Exercise directions :: Pictures aside, write out every record exactly as it appears.

(Stored entries)

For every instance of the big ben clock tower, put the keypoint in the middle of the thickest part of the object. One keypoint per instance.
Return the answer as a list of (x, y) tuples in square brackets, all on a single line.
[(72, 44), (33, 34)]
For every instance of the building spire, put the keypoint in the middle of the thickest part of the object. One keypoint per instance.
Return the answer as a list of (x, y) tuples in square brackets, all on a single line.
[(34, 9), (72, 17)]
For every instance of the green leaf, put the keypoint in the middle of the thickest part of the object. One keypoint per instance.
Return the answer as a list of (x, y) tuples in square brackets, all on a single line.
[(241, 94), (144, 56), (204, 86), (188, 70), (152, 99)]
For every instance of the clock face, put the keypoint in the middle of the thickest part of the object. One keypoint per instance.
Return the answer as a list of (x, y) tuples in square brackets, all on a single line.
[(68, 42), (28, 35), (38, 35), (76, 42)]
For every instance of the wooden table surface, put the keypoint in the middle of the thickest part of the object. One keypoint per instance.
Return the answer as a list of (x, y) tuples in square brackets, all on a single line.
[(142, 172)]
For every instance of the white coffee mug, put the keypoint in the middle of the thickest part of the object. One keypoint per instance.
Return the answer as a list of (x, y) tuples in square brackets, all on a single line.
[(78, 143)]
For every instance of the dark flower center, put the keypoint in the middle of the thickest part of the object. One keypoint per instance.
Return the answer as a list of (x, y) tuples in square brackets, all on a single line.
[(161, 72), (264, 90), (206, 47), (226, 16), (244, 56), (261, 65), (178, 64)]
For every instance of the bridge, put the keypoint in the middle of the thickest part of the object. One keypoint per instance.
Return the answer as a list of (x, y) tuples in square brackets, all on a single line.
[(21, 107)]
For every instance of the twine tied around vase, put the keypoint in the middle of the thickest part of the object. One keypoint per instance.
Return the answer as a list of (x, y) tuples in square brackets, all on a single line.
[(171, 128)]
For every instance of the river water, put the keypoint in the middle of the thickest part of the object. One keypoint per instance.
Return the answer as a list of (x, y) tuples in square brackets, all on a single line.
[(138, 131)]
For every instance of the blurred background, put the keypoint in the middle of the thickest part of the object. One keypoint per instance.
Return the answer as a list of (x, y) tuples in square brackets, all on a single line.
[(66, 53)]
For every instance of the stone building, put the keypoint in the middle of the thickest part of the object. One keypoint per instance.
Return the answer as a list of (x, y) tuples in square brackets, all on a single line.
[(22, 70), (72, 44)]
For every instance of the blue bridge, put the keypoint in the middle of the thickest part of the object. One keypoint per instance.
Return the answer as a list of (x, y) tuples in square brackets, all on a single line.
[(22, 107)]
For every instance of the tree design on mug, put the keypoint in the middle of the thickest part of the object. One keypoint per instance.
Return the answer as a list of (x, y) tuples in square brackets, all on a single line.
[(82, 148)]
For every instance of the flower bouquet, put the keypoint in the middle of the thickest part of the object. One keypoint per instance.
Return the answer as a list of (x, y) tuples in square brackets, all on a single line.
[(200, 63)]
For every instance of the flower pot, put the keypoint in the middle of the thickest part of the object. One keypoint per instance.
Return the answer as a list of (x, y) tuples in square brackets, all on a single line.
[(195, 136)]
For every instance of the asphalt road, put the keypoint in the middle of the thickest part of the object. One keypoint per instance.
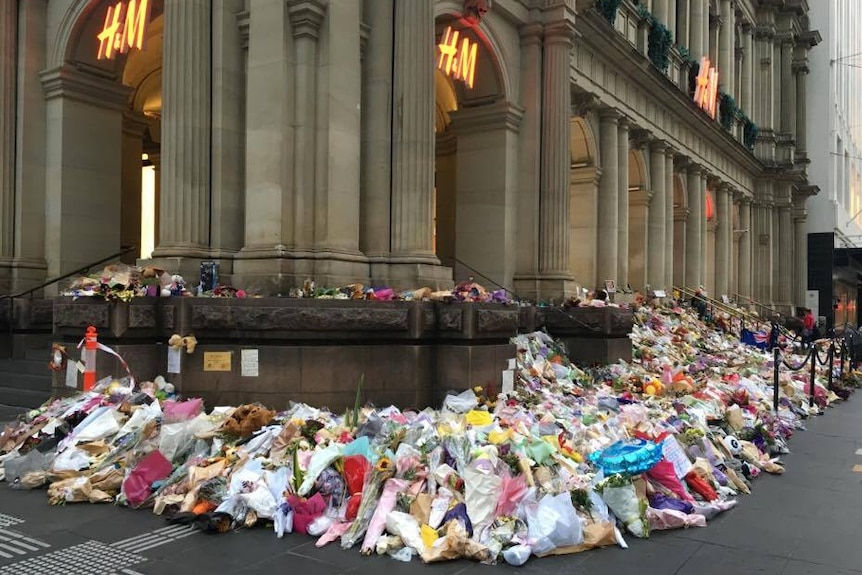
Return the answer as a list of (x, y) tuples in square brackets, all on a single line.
[(806, 522)]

Exercise answer ::
For every instance of the big ben clock tower, put the keypoint in the middle of the thickest part of the object. One keypoint per instance.
Return the answer as a list of (x, y) tuples in square brackets, all on a single line.
[(72, 44), (33, 34)]
For every instance of the building spire, put the keypoint in the middle of the thickest part of the object. One keypoint per instance.
Return the answer as a list of (x, y) tuples in square brackets, all on a single line.
[(34, 9), (72, 17)]
For every instance of the green leaf, put the keypoint in the middle of the thickest part of the object. One keypoint per instance.
Return the answer as a list of (x, y) tuples in square brackets, all on a single line.
[(241, 94), (144, 56), (204, 86), (188, 70), (152, 99)]
For every instance of the clock face, put the keypoint in the middle of the thickest part of the object. One keypoint per instance.
Return the answer as a list of (x, y) tuples in square brackets, all on a single line.
[(68, 42), (28, 35), (38, 35), (76, 42)]
For every instance of the wooden table surface, put the keypoint in the middle of the thickest part of the object. One keypoint per instance.
Return the answer as a list of (x, y) tuples in square brackets, all on a single line.
[(142, 172)]
For every instance of the white coffee mug, put the keypoint in the middle of the thickest part of the object. One keypoint per instance.
Return the answer as a list of (x, y) tuples in square brackets, all on a single line.
[(78, 143)]
For every instance of the dark flower center, put the keypoint in the middle of the thickest part of the object. One keypoint per instance.
Return the answer as a list of (x, y) tuples in square brackets, all on a single line.
[(161, 72), (264, 90), (206, 47), (226, 16), (244, 56), (261, 65), (178, 64)]
For every instance of the bridge, put the keypoint in the middle of the thickest part of the object. One keypoint per instance.
Return the answer as a list of (x, y) tuples in square brackets, all on a single line.
[(21, 107)]
For every instance of the twine tied around vase, put the keypoint in the middle of the thickest part of the object. One keypoint per instance.
Return the answer as a list of (x, y) tuples in square brackets, all on a single line.
[(171, 128)]
For every instance of the river water, put the keypoint in the middle of the thickest part of the object. One keypoint per instance.
Return the answer as a list of (x, y) tuples in square brackets, all on a single line.
[(138, 131)]
For every instance of the blurred background, put the keypoint in the middle of the thickest part of the object. One keypoint per instance.
Return the answer as a list of (x, y) tuples in square brackets, all on a single line.
[(66, 53)]
For every instance of the stone building, put the keypoint in the middle of the thickest part of the object. One keypoint per instance.
Return the answer as a list of (x, y) tuples in square brackets, all on a single line.
[(22, 70), (72, 44)]
For every instance of the blue bridge, put the keypoint in the middle of the thickest part of the object. One keypoint per instance.
Return the answer as a list of (x, y) tuples in square brackets, all on a single line.
[(22, 107)]
For every instance of the tree design on mug, put the keypoint in the middle of the thickest part of the object. One keypoint per instance.
Return the answer as a list of (x, y) tuples in square brackets, all on a single line.
[(82, 148)]
For every instance of the flower bouquet, put the keypoint in the middle of the thickest part of the object. One keypoint per instance.
Return the answer as a list of (x, y) tuples in square brackets, all on a single line.
[(200, 63)]
For every instance of the flower pot, put the keypoint in the middle of the thickest part of the object. One keypoint per instance.
Return the answer as a list of (x, y) tuples in square brackets, all on a single line.
[(195, 136)]
For every instance of the asphalt road, put the keypoint in the middle of the thickest part of the object. One keypoint per instance.
Return the answer as a list of (x, y) tuples in square brackets, all on a single line.
[(806, 522)]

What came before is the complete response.